§ **Task description**:
Can you recast every one of the lines below as a Markdown table, with a "Row" column holding the row number and a "Line" column holding the line itself, leaving out blank lines?

§ **Input**:
_____
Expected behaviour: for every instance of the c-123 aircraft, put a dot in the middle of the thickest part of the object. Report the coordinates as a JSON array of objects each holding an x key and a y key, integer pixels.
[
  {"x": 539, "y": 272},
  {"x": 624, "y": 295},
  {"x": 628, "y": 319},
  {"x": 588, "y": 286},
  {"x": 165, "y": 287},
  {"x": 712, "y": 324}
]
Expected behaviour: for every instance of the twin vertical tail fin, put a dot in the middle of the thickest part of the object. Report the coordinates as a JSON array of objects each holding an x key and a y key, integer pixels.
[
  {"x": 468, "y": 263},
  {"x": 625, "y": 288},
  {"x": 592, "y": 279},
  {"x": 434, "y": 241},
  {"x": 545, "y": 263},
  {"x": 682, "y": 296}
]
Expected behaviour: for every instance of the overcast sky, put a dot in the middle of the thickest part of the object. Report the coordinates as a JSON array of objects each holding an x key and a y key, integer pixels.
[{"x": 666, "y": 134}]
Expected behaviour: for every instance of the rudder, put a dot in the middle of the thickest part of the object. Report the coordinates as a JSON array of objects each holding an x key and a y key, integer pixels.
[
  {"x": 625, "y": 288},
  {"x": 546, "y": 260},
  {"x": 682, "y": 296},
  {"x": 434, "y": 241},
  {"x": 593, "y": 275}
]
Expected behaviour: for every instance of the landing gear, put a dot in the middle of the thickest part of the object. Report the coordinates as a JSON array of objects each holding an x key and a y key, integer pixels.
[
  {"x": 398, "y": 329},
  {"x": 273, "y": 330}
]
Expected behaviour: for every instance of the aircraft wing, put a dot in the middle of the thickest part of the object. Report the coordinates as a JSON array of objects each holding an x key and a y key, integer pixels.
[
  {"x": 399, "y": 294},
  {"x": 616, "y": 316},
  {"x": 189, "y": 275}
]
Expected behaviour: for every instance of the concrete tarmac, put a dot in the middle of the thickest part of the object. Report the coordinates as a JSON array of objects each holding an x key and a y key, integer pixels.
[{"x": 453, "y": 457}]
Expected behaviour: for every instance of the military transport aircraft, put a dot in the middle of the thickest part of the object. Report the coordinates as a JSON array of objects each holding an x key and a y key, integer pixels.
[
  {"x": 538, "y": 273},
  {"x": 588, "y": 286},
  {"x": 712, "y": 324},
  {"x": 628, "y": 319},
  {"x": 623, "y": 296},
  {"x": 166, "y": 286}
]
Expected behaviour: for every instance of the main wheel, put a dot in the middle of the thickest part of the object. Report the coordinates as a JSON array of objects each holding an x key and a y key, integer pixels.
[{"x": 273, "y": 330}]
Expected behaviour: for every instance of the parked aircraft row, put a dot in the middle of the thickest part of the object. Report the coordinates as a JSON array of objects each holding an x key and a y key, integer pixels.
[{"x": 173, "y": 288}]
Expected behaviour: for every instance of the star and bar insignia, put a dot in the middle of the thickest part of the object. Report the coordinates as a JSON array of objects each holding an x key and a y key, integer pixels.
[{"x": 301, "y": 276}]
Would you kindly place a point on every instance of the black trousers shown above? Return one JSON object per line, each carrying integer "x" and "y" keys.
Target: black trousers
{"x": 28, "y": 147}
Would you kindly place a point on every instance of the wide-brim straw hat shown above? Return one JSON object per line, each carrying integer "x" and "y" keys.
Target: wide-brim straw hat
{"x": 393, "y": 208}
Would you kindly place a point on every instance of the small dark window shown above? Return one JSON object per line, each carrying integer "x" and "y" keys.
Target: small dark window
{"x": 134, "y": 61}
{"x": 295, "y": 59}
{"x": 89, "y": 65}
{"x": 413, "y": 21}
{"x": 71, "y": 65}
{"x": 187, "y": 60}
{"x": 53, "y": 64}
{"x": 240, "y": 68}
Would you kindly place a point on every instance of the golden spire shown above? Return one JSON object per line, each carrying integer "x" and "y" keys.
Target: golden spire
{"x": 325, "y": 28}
_____
§ **Response to this task**:
| Row | Line |
|---|---|
| 1 | Expected behaviour: for every instance of the c-123 aircraft, put a dot in the middle of the thickest part of the object. Report the coordinates as a JSON array of objects each holding an x key and a y key, integer pixels. |
| 2 | [ |
| 3 |   {"x": 539, "y": 272}, |
| 4 |   {"x": 624, "y": 295}, |
| 5 |   {"x": 628, "y": 319}, |
| 6 |   {"x": 588, "y": 286}, |
| 7 |   {"x": 165, "y": 287}, |
| 8 |   {"x": 712, "y": 324} |
| 9 | ] |
| 10 | Expected behaviour: for every instance of the twin vertical tail fin, put a dot in the middle of the thickest part of the object. Report the coordinates as a JSON array of objects each holding an x key and a y key, integer pixels. |
| 11 | [ |
| 12 |   {"x": 468, "y": 263}, |
| 13 |   {"x": 625, "y": 288}, |
| 14 |   {"x": 592, "y": 279}, |
| 15 |   {"x": 434, "y": 241}, |
| 16 |   {"x": 545, "y": 263}, |
| 17 |   {"x": 682, "y": 296} |
| 18 | ] |
| 19 | Expected behaviour: for every instance of the overcast sky, put a dot in the middle of the thickest part of the object. Report the coordinates as a JSON array of objects each holding an x key and a y key, integer pixels. |
| 20 | [{"x": 666, "y": 134}] |
| 21 | Expected behaviour: for every instance of the rudder, put a dot in the middle of the thickest part of the object. Report the coordinates as a JSON array of objects each holding an x key and a y key, integer pixels. |
| 22 | [ |
| 23 |   {"x": 625, "y": 288}, |
| 24 |   {"x": 546, "y": 260}, |
| 25 |   {"x": 682, "y": 296}, |
| 26 |   {"x": 434, "y": 241}, |
| 27 |   {"x": 593, "y": 275} |
| 28 | ] |
| 29 | Expected behaviour: for every instance of the landing gear, put a dot in the middle of the thickest part of the object. Report the coordinates as a JSON array of objects each holding an x key and a y key, integer pixels. |
| 30 | [ |
| 31 |   {"x": 398, "y": 329}, |
| 32 |   {"x": 273, "y": 330} |
| 33 | ] |
| 34 | Expected behaviour: for every instance of the aircraft wing, put a dot in the middle of the thickest part of the object. Report the coordinates as a JSON array of objects each holding an x key and a y key, integer pixels. |
| 35 | [ |
| 36 |   {"x": 399, "y": 294}, |
| 37 |   {"x": 616, "y": 316}, |
| 38 |   {"x": 189, "y": 275} |
| 39 | ] |
| 40 | Expected behaviour: for every instance of the concrete tarmac, put a dot in the middle of the thickest part of the object. Report the coordinates as a JSON array of objects each holding an x key and a y key, integer pixels. |
| 41 | [{"x": 453, "y": 457}] |
| 42 | Expected behaviour: for every instance of the military transport aircraft, put a dot in the middle of the thickest part of the object. Report the coordinates as a JSON array of objects each holding an x key and a y key, integer pixels. |
| 43 | [ |
| 44 |   {"x": 538, "y": 273}, |
| 45 |   {"x": 588, "y": 286}, |
| 46 |   {"x": 712, "y": 324}, |
| 47 |   {"x": 628, "y": 319}, |
| 48 |   {"x": 623, "y": 296}, |
| 49 |   {"x": 166, "y": 286} |
| 50 | ] |
| 51 | Expected behaviour: for every instance of the main wheel, put a dot in the middle of the thickest part of the object. Report the coordinates as a JSON array of objects each holding an x key and a y key, integer pixels. |
| 52 | [{"x": 273, "y": 330}] |
| 53 | Expected behaviour: for every instance of the parked aircraft row, put a dot in the middle of the thickest part of the object. Report the coordinates as a JSON array of objects each holding an x key and a y key, integer pixels. |
| 54 | [{"x": 173, "y": 288}] |
| 55 | Expected behaviour: for every instance of the star and bar insignia, put a dot in the middle of the thickest part of the object. Report the coordinates as a JSON array of objects each holding an x key and a y key, integer pixels. |
| 56 | [{"x": 301, "y": 276}] |
| 57 | Would you kindly place a point on every instance of the black trousers shown above? Return one JSON object per line, each carrying integer "x" and "y" keys. |
| 58 | Target: black trousers |
| 59 | {"x": 28, "y": 147} |
| 60 | Would you kindly place a point on every instance of the wide-brim straw hat shown above? Return one JSON object per line, each carrying integer "x" and "y" keys. |
| 61 | Target: wide-brim straw hat |
| 62 | {"x": 393, "y": 208} |
| 63 | Would you kindly place a point on every instance of the small dark window shown above? Return one JSON object per line, each carrying integer "x" and "y" keys. |
| 64 | Target: small dark window |
| 65 | {"x": 134, "y": 61} |
| 66 | {"x": 295, "y": 59} |
| 67 | {"x": 89, "y": 65} |
| 68 | {"x": 413, "y": 21} |
| 69 | {"x": 71, "y": 65} |
| 70 | {"x": 187, "y": 60} |
| 71 | {"x": 53, "y": 64} |
| 72 | {"x": 240, "y": 68} |
| 73 | Would you kindly place a point on every instance of the golden spire shown above? Return one JSON object per line, each carrying integer "x" and "y" keys. |
| 74 | Target: golden spire |
| 75 | {"x": 325, "y": 28} |